§ **PROBLEM**:
Give everything from the start of the material below down to and including the line containing "[[6, 2], [0, 209], [319, 279], [903, 226], [886, 2]]" as a Markdown table with the columns Row and Line, one numbered row per line. Leave out any blank lines.

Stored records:
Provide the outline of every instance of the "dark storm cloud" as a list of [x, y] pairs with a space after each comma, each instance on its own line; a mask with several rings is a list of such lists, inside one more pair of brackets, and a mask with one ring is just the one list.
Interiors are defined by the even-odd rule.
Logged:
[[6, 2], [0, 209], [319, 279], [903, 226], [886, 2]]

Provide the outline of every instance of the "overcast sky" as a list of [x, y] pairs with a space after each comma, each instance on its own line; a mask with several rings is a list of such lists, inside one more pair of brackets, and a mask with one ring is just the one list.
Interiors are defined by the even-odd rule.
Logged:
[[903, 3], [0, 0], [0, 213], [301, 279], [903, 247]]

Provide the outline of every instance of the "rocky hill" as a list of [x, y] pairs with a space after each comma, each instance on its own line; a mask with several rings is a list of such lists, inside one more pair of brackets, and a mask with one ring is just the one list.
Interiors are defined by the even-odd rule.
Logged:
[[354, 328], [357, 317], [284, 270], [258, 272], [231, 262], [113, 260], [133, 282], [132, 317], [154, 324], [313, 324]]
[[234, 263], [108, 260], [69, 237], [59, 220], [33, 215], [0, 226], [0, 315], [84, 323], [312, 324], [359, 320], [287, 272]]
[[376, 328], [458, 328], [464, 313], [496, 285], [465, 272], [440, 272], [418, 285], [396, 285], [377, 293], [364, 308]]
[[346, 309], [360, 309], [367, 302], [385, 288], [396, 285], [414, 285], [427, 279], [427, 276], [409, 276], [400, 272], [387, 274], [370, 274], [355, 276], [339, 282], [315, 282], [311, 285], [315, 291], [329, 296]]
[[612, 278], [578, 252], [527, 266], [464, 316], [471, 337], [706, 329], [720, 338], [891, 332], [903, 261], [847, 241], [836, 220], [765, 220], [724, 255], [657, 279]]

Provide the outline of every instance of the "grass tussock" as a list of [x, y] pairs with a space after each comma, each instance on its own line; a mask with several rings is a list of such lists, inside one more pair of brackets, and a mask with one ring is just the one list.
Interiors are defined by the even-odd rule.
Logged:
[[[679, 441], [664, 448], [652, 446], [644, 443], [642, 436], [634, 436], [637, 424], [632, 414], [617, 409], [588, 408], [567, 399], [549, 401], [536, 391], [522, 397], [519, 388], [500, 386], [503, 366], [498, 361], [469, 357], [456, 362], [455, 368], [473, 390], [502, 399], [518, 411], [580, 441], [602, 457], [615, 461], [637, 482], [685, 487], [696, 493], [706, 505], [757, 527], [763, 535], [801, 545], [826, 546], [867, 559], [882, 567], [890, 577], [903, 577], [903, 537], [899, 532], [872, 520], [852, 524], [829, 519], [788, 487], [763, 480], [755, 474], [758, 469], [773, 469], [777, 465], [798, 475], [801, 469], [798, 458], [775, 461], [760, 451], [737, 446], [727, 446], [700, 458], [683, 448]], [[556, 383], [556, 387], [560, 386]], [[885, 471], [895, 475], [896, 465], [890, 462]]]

§ **WORKED SOLUTION**:
| Row | Line |
|---|---|
| 1 | Provide the outline of every instance of the "dark storm cloud" as a list of [x, y] pairs with a space after each comma, each instance on its own line; a mask with several rings is a list of such lists, inside one more pair of brackets, and a mask with one ring is just the one list. |
| 2 | Interiors are defined by the even-odd rule. |
| 3 | Logged: |
| 4 | [[6, 2], [0, 209], [319, 279], [903, 226], [886, 2]] |